Given passage:
◇ ◇ ◇
I did connect a small indoor loop antenna and picked up one of the other Salisbury stations, PBS. But can't pick it up with my outdoor antenna. The PBS channel transmits on UHF 56. The ABC channel that I still can't get is on UHF channel 53. I am going to try to adjust this thing and try to get a better signal on the one that I can get, maybe it will help pick up the others, they are all in the same general direction. I tried this indoor antenna a couple months ago and couldn't get anything at all, now that I have spent about $200 for this outdoor antenna and the pole and wire it decides it wants to work now.  Still can't get the ABC channel though, which is the one I really want, (gotta have Lost in HD)


----------



## jcm.oo

Alright with adjusting the antenna all morning I was able to tune in all my stations. One of them is very very weak, can't even watch it. I think I may return the antenna and get a better one. For a station about 50 miles out what you all suggest?


----------



## jcm.oo

I tried the attenuator that came with the dish 942 receiver, should that have helped? It did not help, just made things worse. I just got this 942 about 2 months ago so I don't know if I would have that voltage problem or not.


----------



## Jeff McClellan

Go with a Channel Master 4228. In private discussions the last 2 days with jcm.oo it seems he has a old Radio Shack one piece amp. It is for vhf/uhf/fm. He is getting close.
◇ ◇ ◇
Collected data:

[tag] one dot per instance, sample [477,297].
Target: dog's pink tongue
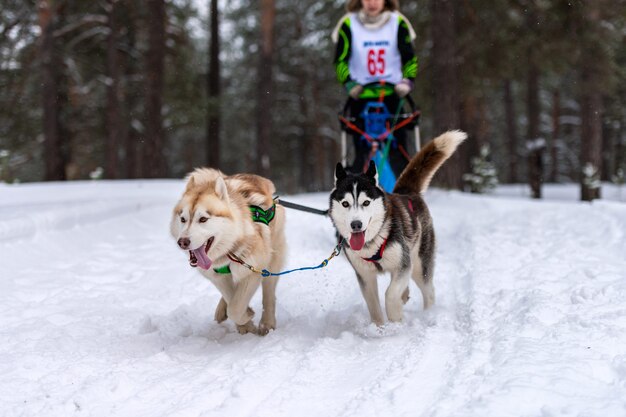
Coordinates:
◇ ◇ ◇
Requirements:
In the antenna thread, which antenna model does Jeff McClellan recommend?

Correct result:
The Channel Master 4228.